PAGE TEXT =>
____________

Here are some important definitions that we will come across as we talk about network data structures:

  • Scalar-a single number
  • Column vector-a column of numbers
  • Row vector-a row of numbers
  • Matrix-a rectangular array of numbers
  • Order-number of rows and columns defining the matrix
  • Square matrix-number of rows and columns of matrix are equal

Undirected, Binary Graphs

A plot of a network is sometimes referred to as a sociogram. Here is a sociogram for an undirected network where the ties are represented as zeros and ones:

We can represent the graph as a matrix using an adjacency matrix (sometimes called a sociomatrix):

In most instances, we do not allow self-nominations, so the diagonal of the matrix is usually undefined or set to zero. In networks that allow self-nominations, you can have values on the diagonal. These are referred to as loops.

In the first row, i is connected to the second row only: \(X_{12}=1; X_{15}=0\) (where \(X_{ij}\) refers to the \(i^{th}\) row and the \(j^{th}\) column of the matrix).

Since this graph is undirected, it is symmetric about the diagonal. This means that \(X_{ij} = X_{ji}\) or that the \(i^{th}\) column is the transposition of the \(j^{th}\) row, as shown in the figure.

Now, what does the rest of the matrix look like? Fill in the values in the matrix based on the graph.

____________

DATASET SECTION =>
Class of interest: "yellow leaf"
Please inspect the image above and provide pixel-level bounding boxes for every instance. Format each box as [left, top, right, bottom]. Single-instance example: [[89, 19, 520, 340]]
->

____________

WORK TO DO =>
Extend the passage on network data structures and adjacency matrices, beginning after its final sentence.

REPLY =>
Done? It should look like this:

The highlighted section here is called the upper triangle of the matrix. The sum of the upper triangle should equal the number of edges in the graph.

The other highlighted section here is called the lower triangle of the matrix. The sum of the lower triangle should also equal the number of edges in the graph.

Alternatively, we could sum all the elements and divide by 2.

Directed, Binary Graphs

In a directed graph, the order of the nodes does matter. Specifically, \(l_k1 = (n_i, n_j) \neq (n_j, n_i) = l_k2\). As we did above, we can use an adjacency matrix to represent this information in matrix form.

What is different in our matrix when the graph is directed?

In the first row, i sends to the second row: \(X_{12}=1\).

But, in the second row, j does not send \(X_{21}=0\). The Jen/Tom dyad is asymmetric. Directed graphs permit this asymmetry because \(l_k1 = (n_i, n_j) \neq (n_j, n_i) = l_k2\).

What about the Leaf/Bob dyad? Is it asymmetric or is it symmetric?

Now, what does the rest of the matrix look like? Fill in the values in the matrix based on the graph.

Done? It should look like this:

Note that because we are allowing directionality to matter, the total number of edges in the network is just the sum of the entire matrix (which is different from undirected graphs where we divide that sum by 2).


Test your Knowledge

  • What was the key question behind the Konigsberg bridge problem? How did Euler represent this problem using points and lines? What was the significance of this representation?

  • How is a graph represented in terms of nodes and edges? What does the notation \(G = (N,L)\) mean?

  • What does it mean for two nodes to be adjacent in a graph?

  • In an undirected graph, how are the connections between nodes represented? How is this different from a directed graph?

  • In an adjacency matrix, what does the value in the \(i^{th}\) row and \(j^{th}\) column represent?

  • What is the difference between an undirected and a directed adjacency matrix? In an undirected graph, is the \(i^{th}\) row equal to the \(j^{th}\) column? What about for a directed graph?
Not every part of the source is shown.